--- TEXT PROVIDED ---
If anything is sure to entrench ideas that the West is best — and that our materialistic civilisation represents the pinnacle of progress — it is a TV show that portrays people who live in rainforests as mean, sex-mad and savage.
That is exactly what happened when the Travel Channel in the United States, and later BBC Knowledge in the United Kingdom, screened Mark & Olly: Living with the Machigenga.
The programme claimed to show what happened when two adventurous Brits (Mark Anstice and Oliver Steeds) spent several months living with the Matsigenka Indians in the Peruvian Amazon.
But its makers did not count on people like Glenn H. Shepard and Ron Snell being among its viewers.
Snell grew up among the Matsigenka, and Shepard — an anthropologist — has visited them on many occasions over many years. Both speak the Matsigenka language fluently.
Shepard — in both Anthropology News [PDF] and his blog — says the film is “false and insulting” in the way in misrepresents the Matsigenka. In particular, many of the things they say are mistranslated.
According to Shepard, distorted translations suggest that a woman secluded in a hut with an ill newborn is considering killing the child, when in fact she is just obeying the traditional post-birth seclusion rite.
Other translations also paint the Matsigenka in a poor light. When one member of the community says: “You come from far away where lots of gringos live”, the translation is: “We use arrows to kill outsiders who threaten us.”
In another incident, a Matsigenka man surprises Mark and Olly in his garden and says he thought they were a herd of boar. The translation? “If you were colonists, he would have tied you up and cut off all your skin.”

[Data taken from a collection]
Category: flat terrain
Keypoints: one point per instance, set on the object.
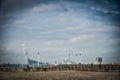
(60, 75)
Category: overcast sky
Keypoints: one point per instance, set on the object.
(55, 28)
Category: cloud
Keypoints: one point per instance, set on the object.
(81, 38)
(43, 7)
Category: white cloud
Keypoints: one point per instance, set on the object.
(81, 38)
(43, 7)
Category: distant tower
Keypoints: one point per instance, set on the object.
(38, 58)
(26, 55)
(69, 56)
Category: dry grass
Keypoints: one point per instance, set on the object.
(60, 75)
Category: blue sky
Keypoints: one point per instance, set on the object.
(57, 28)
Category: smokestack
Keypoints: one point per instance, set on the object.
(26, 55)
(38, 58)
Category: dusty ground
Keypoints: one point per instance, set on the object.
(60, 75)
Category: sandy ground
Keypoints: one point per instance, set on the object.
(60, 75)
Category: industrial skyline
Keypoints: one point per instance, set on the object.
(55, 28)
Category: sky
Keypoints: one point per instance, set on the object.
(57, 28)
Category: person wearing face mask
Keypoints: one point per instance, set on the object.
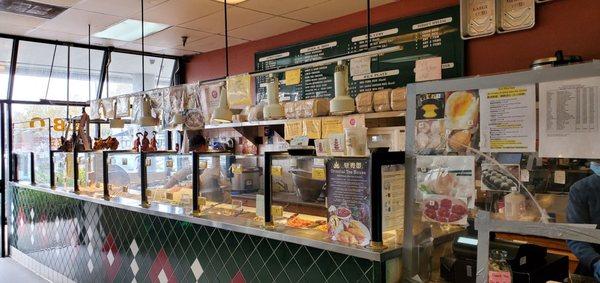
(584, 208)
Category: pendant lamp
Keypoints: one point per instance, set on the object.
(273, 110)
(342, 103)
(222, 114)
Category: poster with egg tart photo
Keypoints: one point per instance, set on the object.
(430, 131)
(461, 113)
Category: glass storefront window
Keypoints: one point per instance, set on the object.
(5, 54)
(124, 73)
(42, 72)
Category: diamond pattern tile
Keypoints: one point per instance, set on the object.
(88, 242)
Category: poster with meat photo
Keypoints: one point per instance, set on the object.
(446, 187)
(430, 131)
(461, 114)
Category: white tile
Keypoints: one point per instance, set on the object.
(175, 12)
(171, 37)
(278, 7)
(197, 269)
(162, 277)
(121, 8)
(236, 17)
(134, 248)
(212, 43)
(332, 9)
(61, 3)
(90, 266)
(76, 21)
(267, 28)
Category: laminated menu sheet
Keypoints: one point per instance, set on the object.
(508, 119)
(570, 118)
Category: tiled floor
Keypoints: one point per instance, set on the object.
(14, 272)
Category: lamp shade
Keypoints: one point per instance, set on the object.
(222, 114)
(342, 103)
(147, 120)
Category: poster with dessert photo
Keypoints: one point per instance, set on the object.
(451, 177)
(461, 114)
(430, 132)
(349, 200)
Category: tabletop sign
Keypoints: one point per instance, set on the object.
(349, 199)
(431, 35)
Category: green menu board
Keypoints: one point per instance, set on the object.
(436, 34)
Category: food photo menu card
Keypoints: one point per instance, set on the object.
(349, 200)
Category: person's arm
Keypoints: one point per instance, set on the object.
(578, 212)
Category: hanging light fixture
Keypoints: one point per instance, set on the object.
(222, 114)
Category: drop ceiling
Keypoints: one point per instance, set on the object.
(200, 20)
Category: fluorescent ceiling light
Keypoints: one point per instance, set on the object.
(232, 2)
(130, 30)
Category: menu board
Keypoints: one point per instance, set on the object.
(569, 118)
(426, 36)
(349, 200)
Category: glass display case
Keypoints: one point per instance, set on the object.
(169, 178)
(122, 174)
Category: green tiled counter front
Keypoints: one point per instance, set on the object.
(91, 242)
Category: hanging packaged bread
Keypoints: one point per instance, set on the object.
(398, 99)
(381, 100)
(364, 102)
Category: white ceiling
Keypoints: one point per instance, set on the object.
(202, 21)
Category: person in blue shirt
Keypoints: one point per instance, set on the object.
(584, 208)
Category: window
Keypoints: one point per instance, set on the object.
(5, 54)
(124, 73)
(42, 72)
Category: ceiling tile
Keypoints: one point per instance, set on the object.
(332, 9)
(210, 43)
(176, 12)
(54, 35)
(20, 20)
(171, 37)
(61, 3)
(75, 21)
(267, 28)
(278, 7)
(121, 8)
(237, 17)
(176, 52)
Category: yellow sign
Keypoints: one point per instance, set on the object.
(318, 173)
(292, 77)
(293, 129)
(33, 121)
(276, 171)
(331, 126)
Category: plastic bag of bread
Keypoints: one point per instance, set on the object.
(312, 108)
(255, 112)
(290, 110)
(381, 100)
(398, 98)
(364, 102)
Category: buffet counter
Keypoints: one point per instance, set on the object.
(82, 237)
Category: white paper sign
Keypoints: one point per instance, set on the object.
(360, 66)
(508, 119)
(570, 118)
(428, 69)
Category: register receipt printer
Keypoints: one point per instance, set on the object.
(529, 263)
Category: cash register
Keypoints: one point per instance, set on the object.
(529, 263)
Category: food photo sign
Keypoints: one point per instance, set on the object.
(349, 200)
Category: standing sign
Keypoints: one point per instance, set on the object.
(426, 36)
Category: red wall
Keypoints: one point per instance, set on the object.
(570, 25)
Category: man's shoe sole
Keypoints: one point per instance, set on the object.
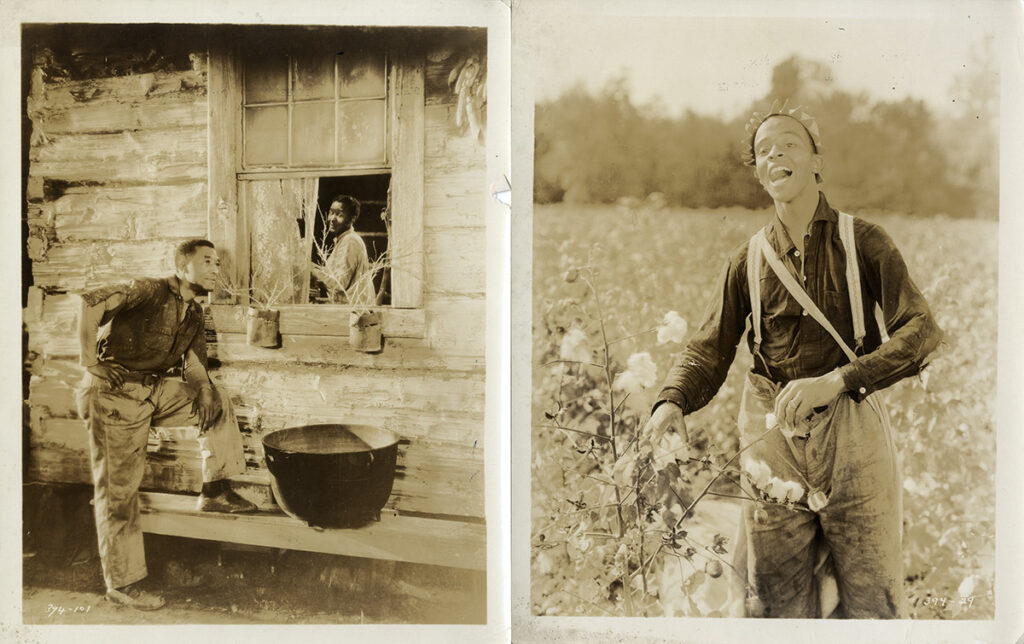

--- TASKS AND EXERCISES ---
(1) In the article about the Mark & Olly programme, which two channels screened the show?
(2) Copy the passage of the article on the Mark & Olly programme between "The programme claimed" and "post-birth seclusion rite.", inclusive, renaming "Matsigenka" to "Machiguenga" at every occurrence.
(3) Extend the article about the Mark & Olly programme onward from its final sentence.

--- ANSWERS TO THE EXERCISES ---
(1) The Travel Channel in the United States and BBC Knowledge in the United Kingdom.

(2)
The programme claimed to show what happened when two adventurous Brits (Mark Anstice and Oliver Steeds) spent several months living with the Machiguenga Indians in the Peruvian Amazon.
But its makers did not count on people like Glenn H. Shepard and Ron Snell being among its viewers.
Snell grew up among the Machiguenga, and Shepard — an anthropologist — has visited them on many occasions over many years. Both speak the Machiguenga language fluently.
Shepard — in both Anthropology News [PDF] and his blog — says the film is “false and insulting” in the way in misrepresents the Machiguenga. In particular, many of the things they say are mistranslated.
According to Shepard, distorted translations suggest that a woman secluded in a hut with an ill newborn is considering killing the child, when in fact she is just obeying the traditional post-birth seclusion rite.

(3)
The village chief, who Anstice calls a “deranged lunatic” is subjected to an embarassing interview about his sex life and when he says “I will have sex another day”, the translation is “I have sex every day”.
Sheperd and Snell — who visited the community after the film was broadcast and describes his findings here [PDF] — demonstrate that whole scenes of the film had been entirely fabricated and that the Matsigenka were paid to do things that were contrary to their culture.
Shepard adds that when the film’s production company scouted out locations to film they unleashed a cold epidemic that claimed four lives and threatened many others.
This was despite Shepard warning them not to travel to more remote upstream communities who have had less contact with Europeans (and our viruses). The problem with the downstream communities was that they were “too Westernised”.
This week, partly in response to the Matsigenka experience, Survival International released a code of practice for filmmakers who work with tribal peoples.
It is sad to think that such a code is even needed, but without it people like the Matsigenka risk being ridiculed and exploited so that viewers in the West can be entertained.